_Selected text_:
Original by crimsonalter; translated from Russian by J.Hawk
Quick comments on recent events.
A full-scale war between Saudi Arabia and Iran appears unlikely at the moment. It’s more plausible there will be plenty of hysterics and little shooting.
If we were in a normal situation, oil prices should have shot up instead of barely edging up to $38/barrel [and then fall again]. The reason is that Chinese markets started the year by dropping by 7% in a single day, after which trading was halted.
http://www.ft.com/intl/cms/s/0/ea74
It’s a clear sign that PRC Communist Party still has not solved the financial market problem so they drop the first chance they get. The yuan is also experiencing problems, but excluding overly eager Western banks from currency trading is giving positive results.
China’s stock market fall meant that the spike in oil prices was limited, especially since US and European markets fell in a show of solidarity.
It would be too bad if oil were to temporarily rise due to the Saudi-Iranian rumble, because it would give the US shale oil firms an opportunity to hedge their oil at more acceptable prices. Too bad Rosneft doesn’t know how to do something similar. Shale extraction is dropping, but not at the rate we’d like. Shale is being strangled but not as quickly as it should.
By the year’s end banks crediting shale extractors adopted a half-measure. Instead of either fully cutting credit or expanding credit, they opted to partly limit credit which allows the firms to survive until the end of 2015 and allows the banks not to have to record losses in 2015 which in turn allows them to collect their bonuses. The problem is that the shale firms can’t make debt payments which has led hedge funds to start blowing up, since that’s who’s holding their shares.
http://www.vestifinance.ru/articles/660
Here’s what the US markets are looking at about right now:
The situation strongly resembles the last crisis when one sector (real estate and associated derivatives) provoked a systemic crisis, now one could be triggered by shale oil and other firms which borrowed heavily on the cheap betting on an economy that is stubbornly refusing to grow.

(Saved entries)

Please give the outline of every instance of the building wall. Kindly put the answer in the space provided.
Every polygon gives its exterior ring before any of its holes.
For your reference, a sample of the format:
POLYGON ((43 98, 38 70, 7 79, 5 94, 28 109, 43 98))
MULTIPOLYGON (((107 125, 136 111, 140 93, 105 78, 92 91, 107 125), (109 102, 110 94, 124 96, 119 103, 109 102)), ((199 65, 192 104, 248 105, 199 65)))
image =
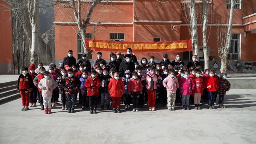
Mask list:
POLYGON ((0 1, 0 74, 13 72, 11 6, 0 1))

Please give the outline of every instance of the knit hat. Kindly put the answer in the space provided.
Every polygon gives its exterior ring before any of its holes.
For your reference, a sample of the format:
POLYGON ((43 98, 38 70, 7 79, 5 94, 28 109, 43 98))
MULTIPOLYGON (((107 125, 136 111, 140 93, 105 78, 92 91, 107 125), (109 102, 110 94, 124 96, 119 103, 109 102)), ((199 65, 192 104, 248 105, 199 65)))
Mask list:
POLYGON ((35 70, 35 67, 34 63, 31 64, 31 65, 29 66, 29 70, 35 70))
POLYGON ((125 74, 130 74, 130 73, 131 73, 131 71, 130 71, 130 70, 126 70, 125 71, 125 74))

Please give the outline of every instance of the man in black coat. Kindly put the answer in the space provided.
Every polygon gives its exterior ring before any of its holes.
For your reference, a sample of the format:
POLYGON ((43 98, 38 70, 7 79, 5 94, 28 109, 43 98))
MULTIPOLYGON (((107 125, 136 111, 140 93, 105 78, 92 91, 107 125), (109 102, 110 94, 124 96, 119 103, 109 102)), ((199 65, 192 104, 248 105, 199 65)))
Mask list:
POLYGON ((197 56, 195 55, 192 56, 192 61, 189 61, 188 63, 188 69, 189 69, 192 66, 194 66, 195 68, 196 68, 196 66, 200 65, 200 63, 196 60, 197 58, 197 56))
MULTIPOLYGON (((137 61, 137 57, 136 57, 136 56, 135 56, 134 55, 133 55, 132 53, 131 53, 131 49, 130 48, 128 47, 127 48, 127 55, 131 55, 131 62, 134 63, 136 61, 137 61)), ((124 61, 125 61, 125 58, 123 58, 123 62, 124 61)), ((131 71, 131 72, 132 72, 132 71, 131 71)))
POLYGON ((121 63, 119 68, 119 76, 120 78, 124 77, 125 72, 126 70, 130 70, 131 72, 133 72, 135 69, 134 63, 131 62, 131 55, 125 55, 125 61, 121 63))
POLYGON ((68 52, 67 56, 63 58, 61 66, 64 67, 65 65, 68 65, 68 66, 71 67, 73 64, 76 64, 76 60, 73 57, 73 51, 70 50, 68 52))
POLYGON ((86 59, 86 54, 83 54, 82 55, 82 58, 76 64, 76 67, 79 69, 79 67, 81 65, 84 65, 86 66, 87 69, 84 69, 88 72, 90 73, 92 70, 92 65, 90 64, 89 60, 86 59))

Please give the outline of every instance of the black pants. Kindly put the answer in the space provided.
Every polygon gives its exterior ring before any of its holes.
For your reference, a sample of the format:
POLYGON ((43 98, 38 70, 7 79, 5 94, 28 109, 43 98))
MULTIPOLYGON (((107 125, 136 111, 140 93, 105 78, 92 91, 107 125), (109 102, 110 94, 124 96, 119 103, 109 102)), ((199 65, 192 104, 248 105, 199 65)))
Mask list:
POLYGON ((36 87, 32 89, 32 92, 29 94, 29 103, 30 104, 36 103, 38 91, 38 89, 36 87))
POLYGON ((131 92, 132 106, 134 109, 139 107, 139 99, 140 92, 131 92))
POLYGON ((123 96, 125 105, 128 105, 131 104, 131 95, 128 94, 124 94, 123 96))
MULTIPOLYGON (((89 107, 89 98, 87 96, 87 94, 81 94, 81 95, 82 106, 85 107, 89 107)), ((80 97, 80 96, 79 96, 79 98, 80 97)))
POLYGON ((39 92, 39 101, 40 101, 40 105, 44 106, 44 99, 42 96, 42 92, 39 92))
POLYGON ((52 91, 52 103, 56 102, 58 97, 58 90, 52 91))
POLYGON ((97 109, 97 101, 98 101, 98 96, 89 96, 89 106, 90 109, 97 109))

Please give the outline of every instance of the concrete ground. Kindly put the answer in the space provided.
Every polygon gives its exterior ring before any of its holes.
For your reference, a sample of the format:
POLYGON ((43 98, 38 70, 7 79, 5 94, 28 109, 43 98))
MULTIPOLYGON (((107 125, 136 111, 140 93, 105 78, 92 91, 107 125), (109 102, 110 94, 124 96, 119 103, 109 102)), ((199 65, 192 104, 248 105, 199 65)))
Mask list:
MULTIPOLYGON (((68 114, 61 106, 45 115, 40 107, 20 109, 19 99, 0 105, 1 144, 255 144, 255 89, 231 89, 226 109, 90 114, 77 106, 68 114)), ((123 106, 122 106, 123 108, 123 106)), ((191 108, 192 107, 191 106, 191 108)))

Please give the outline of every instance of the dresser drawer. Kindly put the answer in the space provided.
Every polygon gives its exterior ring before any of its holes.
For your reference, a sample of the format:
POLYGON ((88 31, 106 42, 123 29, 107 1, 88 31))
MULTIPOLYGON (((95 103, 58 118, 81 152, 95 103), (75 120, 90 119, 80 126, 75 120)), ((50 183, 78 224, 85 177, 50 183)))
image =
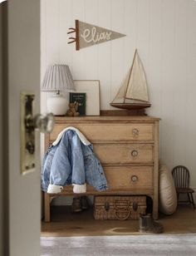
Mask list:
POLYGON ((153 164, 151 144, 94 144, 94 151, 101 164, 153 164))
POLYGON ((153 167, 116 166, 105 167, 110 190, 152 189, 153 167))
MULTIPOLYGON (((68 125, 55 126, 50 134, 50 140, 56 139, 58 134, 68 125)), ((91 142, 96 141, 142 141, 154 140, 153 124, 74 124, 91 142)))

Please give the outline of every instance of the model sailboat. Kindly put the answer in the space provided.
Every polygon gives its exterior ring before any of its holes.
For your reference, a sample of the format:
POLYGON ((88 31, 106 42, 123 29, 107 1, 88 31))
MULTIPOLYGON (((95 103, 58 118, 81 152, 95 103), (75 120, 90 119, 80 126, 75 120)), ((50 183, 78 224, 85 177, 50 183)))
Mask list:
POLYGON ((110 106, 127 110, 140 110, 151 106, 144 67, 137 50, 132 66, 110 106))

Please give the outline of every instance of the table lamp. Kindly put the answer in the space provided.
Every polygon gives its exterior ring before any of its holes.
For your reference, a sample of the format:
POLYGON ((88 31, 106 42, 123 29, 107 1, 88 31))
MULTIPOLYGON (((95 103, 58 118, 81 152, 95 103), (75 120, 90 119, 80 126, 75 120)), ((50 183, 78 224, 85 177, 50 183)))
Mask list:
POLYGON ((68 108, 68 101, 60 93, 61 91, 75 91, 73 78, 67 65, 51 65, 47 67, 42 84, 42 91, 54 91, 47 97, 48 112, 56 116, 64 116, 68 108))

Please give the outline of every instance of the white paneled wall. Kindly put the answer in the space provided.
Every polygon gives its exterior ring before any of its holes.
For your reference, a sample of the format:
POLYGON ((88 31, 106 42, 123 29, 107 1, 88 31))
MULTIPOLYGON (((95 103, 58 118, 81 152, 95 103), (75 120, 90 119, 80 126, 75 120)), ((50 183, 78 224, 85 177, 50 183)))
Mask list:
MULTIPOLYGON (((42 76, 49 64, 68 64, 74 79, 100 81, 100 108, 110 102, 138 48, 152 106, 161 118, 160 159, 185 165, 196 188, 196 2, 193 0, 42 0, 42 76), (67 44, 75 19, 126 37, 75 50, 67 44)), ((42 93, 42 111, 46 93, 42 93)))

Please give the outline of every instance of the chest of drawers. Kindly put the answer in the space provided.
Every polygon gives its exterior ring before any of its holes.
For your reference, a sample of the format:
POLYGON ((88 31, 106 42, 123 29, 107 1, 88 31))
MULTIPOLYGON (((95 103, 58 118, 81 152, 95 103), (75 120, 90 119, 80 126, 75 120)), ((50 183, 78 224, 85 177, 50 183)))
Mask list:
MULTIPOLYGON (((153 217, 158 219, 159 118, 150 116, 56 117, 53 131, 46 135, 46 149, 60 131, 79 129, 93 144, 110 189, 86 194, 146 194, 153 199, 153 217)), ((51 198, 73 194, 72 186, 61 194, 45 193, 45 221, 50 221, 51 198)))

_Your tasks_:
(a) Answer these questions from the commentary on oil and shale:
(i) By what percentage did Chinese markets drop in a single day at the start of the year?
(ii) To what price per barrel did oil barely edge up?
(iii) Who is holding the shale firms' shares?
(b) Print the stretch of the commentary on oil and shale from "It would be" through "holding their shares.".
(c) Translate this sentence from the commentary on oil and shale into Spanish: "Shale extraction is dropping, but not at the rate we’d like."

_Solutions to each task_:
(a)
(i) 7%
(ii) $38/barrel
(iii) Hedge funds

(b)
It would be too bad if oil were to temporarily rise due to the Saudi-Iranian rumble, because it would give the US shale oil firms an opportunity to hedge their oil at more acceptable prices. Too bad Rosneft doesn’t know how to do something similar. Shale extraction is dropping, but not at the rate we’d like. Shale is being strangled but not as quickly as it should.
By the year’s end banks crediting shale extractors adopted a half-measure. Instead of either fully cutting credit or expanding credit, they opted to partly limit credit which allows the firms to survive until the end of 2015 and allows the banks not to have to record losses in 2015 which in turn allows them to collect their bonuses. The problem is that the shale firms can’t make debt payments which has led hedge funds to start blowing up, since that’s who’s holding their shares.

(c) La extracción de esquisto está disminuyendo, pero no al ritmo que quisiéramos.